Material provided:
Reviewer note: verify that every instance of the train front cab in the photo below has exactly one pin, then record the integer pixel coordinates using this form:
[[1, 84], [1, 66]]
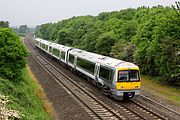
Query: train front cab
[[127, 83]]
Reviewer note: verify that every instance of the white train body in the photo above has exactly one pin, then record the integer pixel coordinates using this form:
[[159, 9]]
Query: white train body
[[115, 77]]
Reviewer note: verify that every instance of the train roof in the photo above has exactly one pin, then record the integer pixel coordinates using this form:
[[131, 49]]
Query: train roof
[[103, 60]]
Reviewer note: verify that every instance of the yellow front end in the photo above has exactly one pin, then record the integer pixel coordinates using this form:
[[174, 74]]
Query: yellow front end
[[127, 85]]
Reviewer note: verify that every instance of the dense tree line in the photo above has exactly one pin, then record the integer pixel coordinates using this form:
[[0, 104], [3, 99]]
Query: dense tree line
[[149, 37], [12, 55]]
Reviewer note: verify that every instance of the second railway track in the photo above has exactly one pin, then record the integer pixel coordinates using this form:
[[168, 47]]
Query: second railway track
[[97, 108]]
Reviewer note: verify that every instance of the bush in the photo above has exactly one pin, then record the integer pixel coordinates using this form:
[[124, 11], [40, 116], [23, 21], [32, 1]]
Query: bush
[[12, 54]]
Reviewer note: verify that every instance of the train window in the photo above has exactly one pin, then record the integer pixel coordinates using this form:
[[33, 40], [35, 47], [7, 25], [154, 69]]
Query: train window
[[62, 55], [86, 65], [123, 75], [56, 52], [71, 58], [134, 75], [43, 46], [50, 49], [106, 73]]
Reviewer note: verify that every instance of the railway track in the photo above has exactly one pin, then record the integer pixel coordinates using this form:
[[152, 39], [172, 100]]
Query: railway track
[[158, 107], [95, 107]]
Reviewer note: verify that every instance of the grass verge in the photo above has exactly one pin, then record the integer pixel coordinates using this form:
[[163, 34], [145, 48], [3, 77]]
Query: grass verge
[[27, 97], [151, 85]]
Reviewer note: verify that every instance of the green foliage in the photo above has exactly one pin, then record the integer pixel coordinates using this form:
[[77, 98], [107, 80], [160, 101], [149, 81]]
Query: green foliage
[[4, 24], [146, 36], [23, 98], [12, 55], [104, 43], [123, 51]]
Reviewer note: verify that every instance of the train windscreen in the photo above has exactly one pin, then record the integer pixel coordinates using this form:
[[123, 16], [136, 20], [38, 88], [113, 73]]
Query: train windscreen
[[128, 75]]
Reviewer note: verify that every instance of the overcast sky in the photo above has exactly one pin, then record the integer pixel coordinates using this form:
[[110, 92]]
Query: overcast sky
[[35, 12]]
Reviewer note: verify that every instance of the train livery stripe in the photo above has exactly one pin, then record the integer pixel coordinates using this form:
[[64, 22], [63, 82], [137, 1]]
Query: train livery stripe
[[127, 85]]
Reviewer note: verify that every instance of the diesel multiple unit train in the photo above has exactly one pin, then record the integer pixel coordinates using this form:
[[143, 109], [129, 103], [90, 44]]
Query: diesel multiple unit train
[[116, 78]]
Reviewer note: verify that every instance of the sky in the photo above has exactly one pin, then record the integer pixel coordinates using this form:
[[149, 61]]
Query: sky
[[36, 12]]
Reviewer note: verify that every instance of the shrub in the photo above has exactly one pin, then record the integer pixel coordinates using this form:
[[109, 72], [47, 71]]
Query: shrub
[[12, 54]]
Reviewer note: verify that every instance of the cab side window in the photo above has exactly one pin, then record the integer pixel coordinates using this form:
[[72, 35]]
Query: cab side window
[[106, 73]]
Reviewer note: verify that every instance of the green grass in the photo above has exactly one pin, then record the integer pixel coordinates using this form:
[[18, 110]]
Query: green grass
[[153, 86], [27, 97]]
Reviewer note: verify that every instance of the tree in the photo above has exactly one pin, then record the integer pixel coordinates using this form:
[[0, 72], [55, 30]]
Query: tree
[[104, 43], [12, 55], [4, 24], [23, 29]]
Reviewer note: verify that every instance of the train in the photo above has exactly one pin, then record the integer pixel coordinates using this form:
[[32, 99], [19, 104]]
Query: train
[[116, 78]]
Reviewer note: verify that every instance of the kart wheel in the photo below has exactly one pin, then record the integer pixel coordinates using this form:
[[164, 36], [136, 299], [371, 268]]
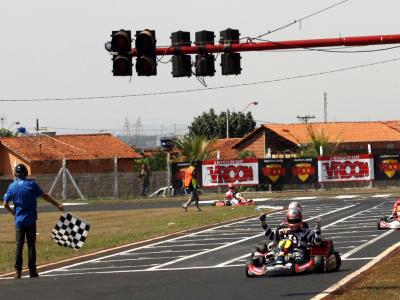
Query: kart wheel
[[259, 261], [262, 248], [249, 262], [379, 223], [338, 260], [319, 264]]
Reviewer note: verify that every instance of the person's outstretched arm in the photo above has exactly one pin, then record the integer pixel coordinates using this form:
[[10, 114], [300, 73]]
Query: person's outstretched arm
[[9, 209], [53, 201]]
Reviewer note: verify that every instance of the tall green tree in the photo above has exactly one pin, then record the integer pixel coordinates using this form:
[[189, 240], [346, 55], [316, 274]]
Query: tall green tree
[[211, 125], [6, 133], [193, 148]]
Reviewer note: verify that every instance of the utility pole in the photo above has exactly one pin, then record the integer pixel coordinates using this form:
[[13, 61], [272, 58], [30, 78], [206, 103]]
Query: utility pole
[[305, 118], [325, 107], [227, 123]]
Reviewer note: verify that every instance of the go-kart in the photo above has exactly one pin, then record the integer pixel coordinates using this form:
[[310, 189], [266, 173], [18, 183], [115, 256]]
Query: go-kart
[[232, 203], [389, 222], [286, 259]]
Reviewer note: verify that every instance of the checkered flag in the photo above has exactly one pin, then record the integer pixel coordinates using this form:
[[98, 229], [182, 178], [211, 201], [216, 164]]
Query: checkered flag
[[70, 231]]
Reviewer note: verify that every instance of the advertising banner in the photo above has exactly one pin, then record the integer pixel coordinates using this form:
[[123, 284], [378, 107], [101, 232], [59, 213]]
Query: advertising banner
[[222, 172], [357, 167], [178, 172], [288, 170], [273, 170], [387, 166], [303, 170]]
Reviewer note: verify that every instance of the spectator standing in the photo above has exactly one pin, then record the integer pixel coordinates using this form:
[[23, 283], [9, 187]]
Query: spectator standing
[[191, 185], [145, 174], [23, 193]]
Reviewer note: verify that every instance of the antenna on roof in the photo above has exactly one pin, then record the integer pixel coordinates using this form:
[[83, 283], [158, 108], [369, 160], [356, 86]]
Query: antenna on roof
[[304, 119]]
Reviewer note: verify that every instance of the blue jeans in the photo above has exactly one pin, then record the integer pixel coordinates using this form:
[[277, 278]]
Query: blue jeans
[[28, 232]]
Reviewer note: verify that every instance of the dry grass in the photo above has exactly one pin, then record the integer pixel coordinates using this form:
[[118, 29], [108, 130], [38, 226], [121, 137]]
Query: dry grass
[[379, 282], [112, 228]]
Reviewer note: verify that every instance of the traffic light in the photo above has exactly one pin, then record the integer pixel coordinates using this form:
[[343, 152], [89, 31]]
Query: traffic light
[[230, 61], [205, 62], [181, 64], [121, 46], [146, 61]]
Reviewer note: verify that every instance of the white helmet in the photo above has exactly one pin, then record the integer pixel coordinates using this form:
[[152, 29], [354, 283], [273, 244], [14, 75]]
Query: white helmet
[[295, 204]]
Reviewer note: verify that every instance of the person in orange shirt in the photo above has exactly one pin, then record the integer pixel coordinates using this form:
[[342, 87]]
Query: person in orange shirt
[[190, 183], [396, 210]]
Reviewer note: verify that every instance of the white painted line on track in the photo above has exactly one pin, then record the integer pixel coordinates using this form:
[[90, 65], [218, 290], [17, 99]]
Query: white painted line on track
[[138, 258], [346, 196], [342, 282], [204, 252], [344, 256], [381, 196], [185, 236], [359, 258]]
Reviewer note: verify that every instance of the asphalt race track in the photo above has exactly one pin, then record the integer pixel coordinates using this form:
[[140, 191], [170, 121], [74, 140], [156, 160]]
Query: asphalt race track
[[209, 264]]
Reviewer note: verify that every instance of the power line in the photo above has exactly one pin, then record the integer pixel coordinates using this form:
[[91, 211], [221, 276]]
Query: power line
[[297, 21], [208, 88]]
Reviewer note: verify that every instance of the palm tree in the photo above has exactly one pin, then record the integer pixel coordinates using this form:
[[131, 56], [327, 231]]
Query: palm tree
[[319, 139], [193, 148]]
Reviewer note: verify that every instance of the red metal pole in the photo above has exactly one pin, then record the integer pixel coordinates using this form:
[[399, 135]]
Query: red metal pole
[[262, 46]]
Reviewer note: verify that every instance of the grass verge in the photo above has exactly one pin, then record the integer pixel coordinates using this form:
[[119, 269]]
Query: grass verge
[[112, 228]]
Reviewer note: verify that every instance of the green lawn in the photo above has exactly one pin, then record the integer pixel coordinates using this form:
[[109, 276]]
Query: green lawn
[[113, 228]]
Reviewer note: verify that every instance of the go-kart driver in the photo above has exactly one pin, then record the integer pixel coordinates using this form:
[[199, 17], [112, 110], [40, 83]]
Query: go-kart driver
[[233, 196], [396, 210], [300, 235]]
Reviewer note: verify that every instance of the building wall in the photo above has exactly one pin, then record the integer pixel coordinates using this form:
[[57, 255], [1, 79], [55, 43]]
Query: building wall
[[83, 166], [256, 143], [101, 185]]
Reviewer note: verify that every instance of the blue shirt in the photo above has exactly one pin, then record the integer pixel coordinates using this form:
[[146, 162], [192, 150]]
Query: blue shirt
[[24, 193]]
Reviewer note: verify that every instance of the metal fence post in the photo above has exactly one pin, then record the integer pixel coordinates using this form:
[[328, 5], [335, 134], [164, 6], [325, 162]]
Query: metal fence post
[[115, 177], [64, 173]]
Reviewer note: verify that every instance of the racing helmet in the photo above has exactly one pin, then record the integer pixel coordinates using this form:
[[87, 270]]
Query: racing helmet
[[20, 171], [295, 204], [294, 218]]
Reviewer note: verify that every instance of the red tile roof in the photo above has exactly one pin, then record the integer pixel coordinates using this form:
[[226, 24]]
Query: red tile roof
[[72, 147], [225, 148], [343, 132]]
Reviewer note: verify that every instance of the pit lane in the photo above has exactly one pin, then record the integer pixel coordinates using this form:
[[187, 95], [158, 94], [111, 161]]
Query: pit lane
[[210, 263]]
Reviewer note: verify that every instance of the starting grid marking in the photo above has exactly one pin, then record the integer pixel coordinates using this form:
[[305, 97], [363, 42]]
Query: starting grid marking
[[176, 253]]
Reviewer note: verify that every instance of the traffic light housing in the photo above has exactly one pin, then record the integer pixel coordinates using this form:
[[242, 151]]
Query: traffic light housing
[[146, 61], [121, 46], [181, 64], [230, 61], [205, 62]]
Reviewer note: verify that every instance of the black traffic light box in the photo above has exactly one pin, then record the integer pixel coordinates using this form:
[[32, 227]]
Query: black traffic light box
[[146, 61], [121, 45]]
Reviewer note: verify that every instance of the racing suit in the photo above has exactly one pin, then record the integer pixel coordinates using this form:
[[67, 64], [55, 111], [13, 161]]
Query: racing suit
[[301, 238], [396, 210]]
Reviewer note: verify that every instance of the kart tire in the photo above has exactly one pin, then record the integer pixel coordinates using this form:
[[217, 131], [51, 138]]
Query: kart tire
[[249, 262], [379, 223], [338, 260], [263, 248], [319, 264]]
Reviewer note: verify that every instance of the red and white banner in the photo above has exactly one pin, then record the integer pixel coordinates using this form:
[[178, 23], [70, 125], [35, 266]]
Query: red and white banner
[[358, 167], [222, 172]]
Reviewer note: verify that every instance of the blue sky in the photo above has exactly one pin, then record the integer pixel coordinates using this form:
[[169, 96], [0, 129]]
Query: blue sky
[[54, 49]]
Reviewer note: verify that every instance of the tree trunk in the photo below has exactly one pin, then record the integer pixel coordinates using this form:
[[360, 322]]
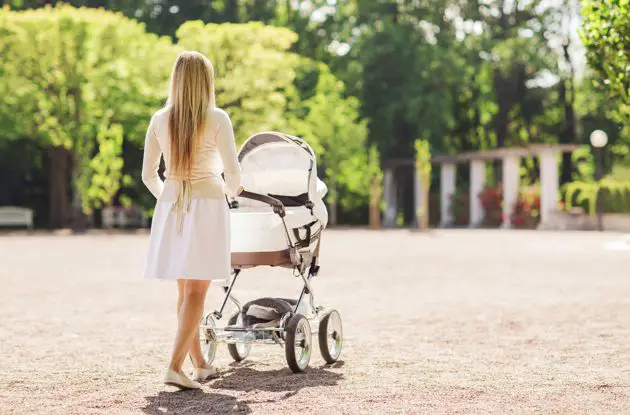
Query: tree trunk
[[569, 136], [58, 186]]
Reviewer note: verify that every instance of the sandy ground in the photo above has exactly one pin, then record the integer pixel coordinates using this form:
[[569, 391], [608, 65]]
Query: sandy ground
[[455, 321]]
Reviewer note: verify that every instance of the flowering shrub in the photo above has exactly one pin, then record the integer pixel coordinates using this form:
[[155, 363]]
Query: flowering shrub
[[526, 213], [492, 201], [460, 208]]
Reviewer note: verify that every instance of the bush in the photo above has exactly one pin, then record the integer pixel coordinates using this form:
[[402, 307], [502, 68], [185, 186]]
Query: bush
[[526, 213], [460, 208]]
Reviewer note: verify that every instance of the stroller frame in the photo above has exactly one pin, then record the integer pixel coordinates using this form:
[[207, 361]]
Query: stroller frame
[[294, 330]]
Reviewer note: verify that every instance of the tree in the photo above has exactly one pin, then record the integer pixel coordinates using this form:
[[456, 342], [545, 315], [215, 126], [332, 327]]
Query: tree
[[79, 81], [332, 120], [254, 71], [606, 36]]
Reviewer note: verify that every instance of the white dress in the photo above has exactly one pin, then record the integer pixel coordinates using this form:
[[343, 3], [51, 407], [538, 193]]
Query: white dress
[[190, 231]]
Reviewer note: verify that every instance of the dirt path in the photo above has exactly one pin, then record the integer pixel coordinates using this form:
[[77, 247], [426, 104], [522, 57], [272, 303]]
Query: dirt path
[[451, 322]]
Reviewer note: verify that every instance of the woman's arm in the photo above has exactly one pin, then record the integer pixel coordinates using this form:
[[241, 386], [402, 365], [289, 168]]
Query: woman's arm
[[227, 150], [151, 162]]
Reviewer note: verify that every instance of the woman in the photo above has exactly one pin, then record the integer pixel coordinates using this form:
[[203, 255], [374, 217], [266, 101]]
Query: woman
[[190, 239]]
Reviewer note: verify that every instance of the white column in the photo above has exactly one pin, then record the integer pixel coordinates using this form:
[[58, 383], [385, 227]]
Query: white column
[[447, 188], [477, 182], [389, 195], [511, 182], [548, 183], [417, 196]]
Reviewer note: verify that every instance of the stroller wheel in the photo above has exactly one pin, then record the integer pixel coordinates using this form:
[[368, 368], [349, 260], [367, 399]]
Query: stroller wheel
[[330, 336], [238, 351], [206, 338], [298, 345]]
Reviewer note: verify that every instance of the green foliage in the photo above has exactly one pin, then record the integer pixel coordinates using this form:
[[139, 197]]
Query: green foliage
[[332, 120], [81, 79], [615, 194], [606, 36], [423, 171], [254, 69]]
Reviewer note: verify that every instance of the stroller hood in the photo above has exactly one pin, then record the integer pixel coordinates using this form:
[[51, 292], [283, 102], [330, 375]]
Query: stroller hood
[[285, 167]]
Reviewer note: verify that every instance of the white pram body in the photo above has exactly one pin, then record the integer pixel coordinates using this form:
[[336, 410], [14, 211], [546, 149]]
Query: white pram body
[[277, 221], [282, 167]]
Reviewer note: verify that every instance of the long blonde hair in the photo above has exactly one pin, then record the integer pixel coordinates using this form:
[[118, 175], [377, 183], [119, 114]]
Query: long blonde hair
[[190, 98]]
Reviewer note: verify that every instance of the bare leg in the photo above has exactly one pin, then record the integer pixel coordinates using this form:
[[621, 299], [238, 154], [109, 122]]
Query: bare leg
[[188, 320], [195, 348]]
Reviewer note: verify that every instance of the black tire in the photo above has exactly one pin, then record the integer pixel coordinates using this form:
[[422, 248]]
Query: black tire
[[330, 356], [297, 322], [237, 355]]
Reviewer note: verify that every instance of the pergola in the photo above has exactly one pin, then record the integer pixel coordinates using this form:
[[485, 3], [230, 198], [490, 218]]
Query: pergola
[[510, 159]]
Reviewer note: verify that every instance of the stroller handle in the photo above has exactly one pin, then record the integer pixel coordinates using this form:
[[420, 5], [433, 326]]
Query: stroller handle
[[277, 205]]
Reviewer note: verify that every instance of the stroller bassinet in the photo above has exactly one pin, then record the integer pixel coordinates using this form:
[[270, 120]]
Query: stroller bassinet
[[277, 221], [282, 169]]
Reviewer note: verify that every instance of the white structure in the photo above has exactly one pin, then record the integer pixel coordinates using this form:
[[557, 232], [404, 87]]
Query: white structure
[[477, 183], [116, 217], [549, 156], [447, 189], [16, 216]]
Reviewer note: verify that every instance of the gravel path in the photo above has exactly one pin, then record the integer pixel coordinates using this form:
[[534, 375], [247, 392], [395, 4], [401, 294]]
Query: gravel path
[[448, 322]]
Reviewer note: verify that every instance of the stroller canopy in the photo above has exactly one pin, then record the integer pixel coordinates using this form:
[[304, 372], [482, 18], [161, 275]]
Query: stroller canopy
[[284, 167]]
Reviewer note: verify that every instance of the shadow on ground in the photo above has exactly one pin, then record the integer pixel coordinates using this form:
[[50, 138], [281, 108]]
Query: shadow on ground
[[248, 379], [240, 378], [194, 402]]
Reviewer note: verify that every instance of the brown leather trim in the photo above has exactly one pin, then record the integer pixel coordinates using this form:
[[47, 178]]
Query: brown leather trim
[[275, 258]]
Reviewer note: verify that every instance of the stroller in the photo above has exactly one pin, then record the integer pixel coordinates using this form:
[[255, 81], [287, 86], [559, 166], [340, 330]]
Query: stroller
[[278, 222]]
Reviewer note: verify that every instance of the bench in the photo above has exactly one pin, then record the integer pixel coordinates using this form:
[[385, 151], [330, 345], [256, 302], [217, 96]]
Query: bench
[[119, 217], [16, 216]]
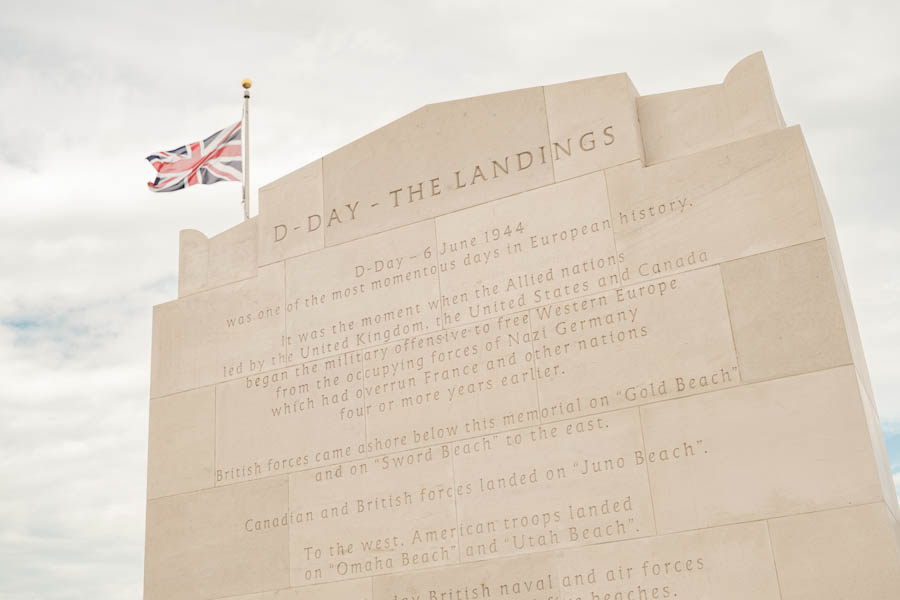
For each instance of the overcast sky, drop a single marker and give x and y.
(88, 89)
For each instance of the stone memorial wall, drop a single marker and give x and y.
(560, 343)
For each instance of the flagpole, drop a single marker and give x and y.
(245, 141)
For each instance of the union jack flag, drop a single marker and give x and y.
(215, 159)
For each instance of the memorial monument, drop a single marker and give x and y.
(558, 343)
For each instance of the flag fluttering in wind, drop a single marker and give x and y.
(215, 159)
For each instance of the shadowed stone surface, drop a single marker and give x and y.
(565, 342)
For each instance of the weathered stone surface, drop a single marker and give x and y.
(181, 452)
(562, 342)
(844, 553)
(217, 543)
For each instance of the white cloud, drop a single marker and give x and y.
(85, 250)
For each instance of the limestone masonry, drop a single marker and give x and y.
(559, 343)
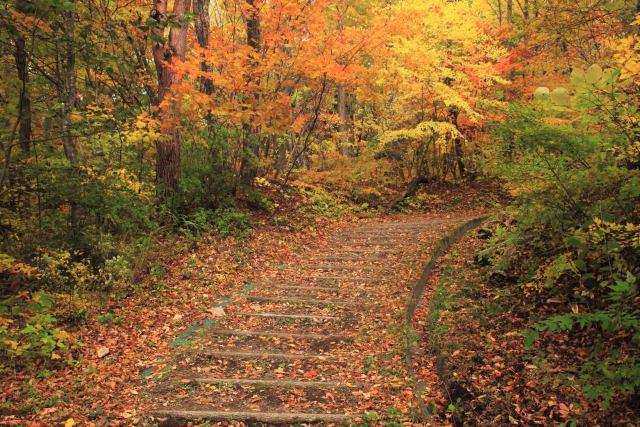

Directions for this task: Rewrite every line between the one holding "Reviewer note: verify that every instance of the stroller in" and the end of the items, inclusive, requests included, multiplying each pixel coordinate in the answers by 0.45 and rounding to whole numbers with halves going up. Leave the requests and their format samples unchanged, and omit the pictures.

Exercise result:
Reviewer note: verify that every instance of the stroller in the photo above has exactly one pin, then record the integer pixel coordinates using this form:
[[255, 81], [287, 86], [559, 166], [340, 330]]
Query: stroller
[[125, 100]]
Reviewer note: verify that every instance of the bench in the photo above has exactly one pin, then record the integer pixel coordinates using this form:
[[385, 151], [330, 345], [256, 302], [217, 96]]
Query: bench
[[54, 98], [7, 97]]
For each instance of the overcast sky, drop a single marker and give x and y.
(40, 40)
For each instance of the stone memorial wall, drop a single marker and give x and y.
(252, 154)
For each instance of the flagpole, drop a single marker and give x and y.
(110, 63)
For each instance of the union jack flag, drop a single marker and give x and y.
(97, 72)
For each instance of the memorial monument, drop a single marker and give x and y.
(251, 154)
For each instance of the flag fluttering in wind, drop a single marker and give x and y.
(97, 72)
For each instance of the shadowed stone surface, drop a single marker and give x and y.
(254, 154)
For each instance of the weathered stone surface, drop a single marker and give x and y.
(81, 203)
(253, 154)
(380, 249)
(98, 244)
For each instance of the white cloud, drop a single marker and give x and y.
(38, 113)
For each instance of the limestone masonry, drop a single marker and give x and y.
(252, 154)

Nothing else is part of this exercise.